-------- Text extract --------

930707408-VID-20231230-WA0001.mp4

immagine
immagine

now for the question, is there a way to start a new training and make a bigger size model ?
is it an easy task ? i mean i have no idea what i have to change in the code to set model size for training like 2x or 3x bigger, i only did (huge) fine-tunings till now. would like to test starting training from scratch and making a bigger model too to see what happens :)

thanks a lot!

@hugofloresgarcia
Copy link
Owner

Hi @tig3rmast3r,

This is insane!! I wanted to say this looks and sounds super cool!
Would love to hear a full AI techno set done with this tool if you'd have one to share!

I'm really happy to see vampnet in a full creative interface like this one.

Training from scratch requires a large dataset (50k hours of audio, more or less), and enough GPUs to fit a batch size of ~32 for the duration of audio context you'd like to train for. You can have a look a the settings used to train the model in conf/vampnet.yml.

@tig3rmast3r
Copy link
Author

tig3rmast3r commented Apr 5, 2024

Hi Hugo,
glad you liked it, i played with that a lot but never found the time to do a good recording, i'm planning to make a youtube video sooner or later.
About the training, i've already carefully selected 10k+ chunks that should be like 28 hours, is a very personal model as it includes most of my discography for the first 30%, i've used it already for this project as fine-tuning.
I did around 300 ephocs for fine-tuning (batch_size*iterations/n. of chunks), with an rtx 4090 it took around 90 hours total (70 coarse+ 20 c2f) i stopped at 300 because the learning rate was dropping very quickly.
i've already had a look to the vampnet.conf, what is the parameter that define the model size ?
is just VampNet.embedding_dim: 1280 ?
i mean if i want to make a double size pth just doubling this value is enough or do i have to adjust something else ?

--------

◆ Task set
1. From the VampNet training thread, reproduce word for word the part that opens with the words containing "This is insane!!" and closes with "model in conf/vampnet.yml.".
2. Condense the paragraph of the VampNet training thread that begins "Training from scratch requires" into a short bulleted list that keeps its main facts.
3. According to the VampNet training thread, about how much audio is needed to train from scratch?

-------- Data section --------

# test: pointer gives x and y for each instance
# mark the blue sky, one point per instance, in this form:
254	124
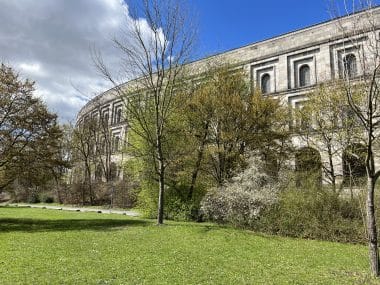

--------

◆ Final results
1.
This is insane!! I wanted to say this looks and sounds super cool!
Would love to hear a full AI techno set done with this tool if you'd have one to share!

I'm really happy to see vampnet in a full creative interface like this one.

Training from scratch requires a large dataset (50k hours of audio, more or less), and enough GPUs to fit a batch size of ~32 for the duration of audio context you'd like to train for. You can have a look a the settings used to train the model in conf/vampnet.yml.

2.
- Training from scratch needs a large dataset of roughly 50k hours of audio.
- It also needs enough GPUs to fit a batch size of about 32 for the chosen duration of audio context.
- The settings used to train the model are in conf/vampnet.yml.

3. About 50k hours of audio.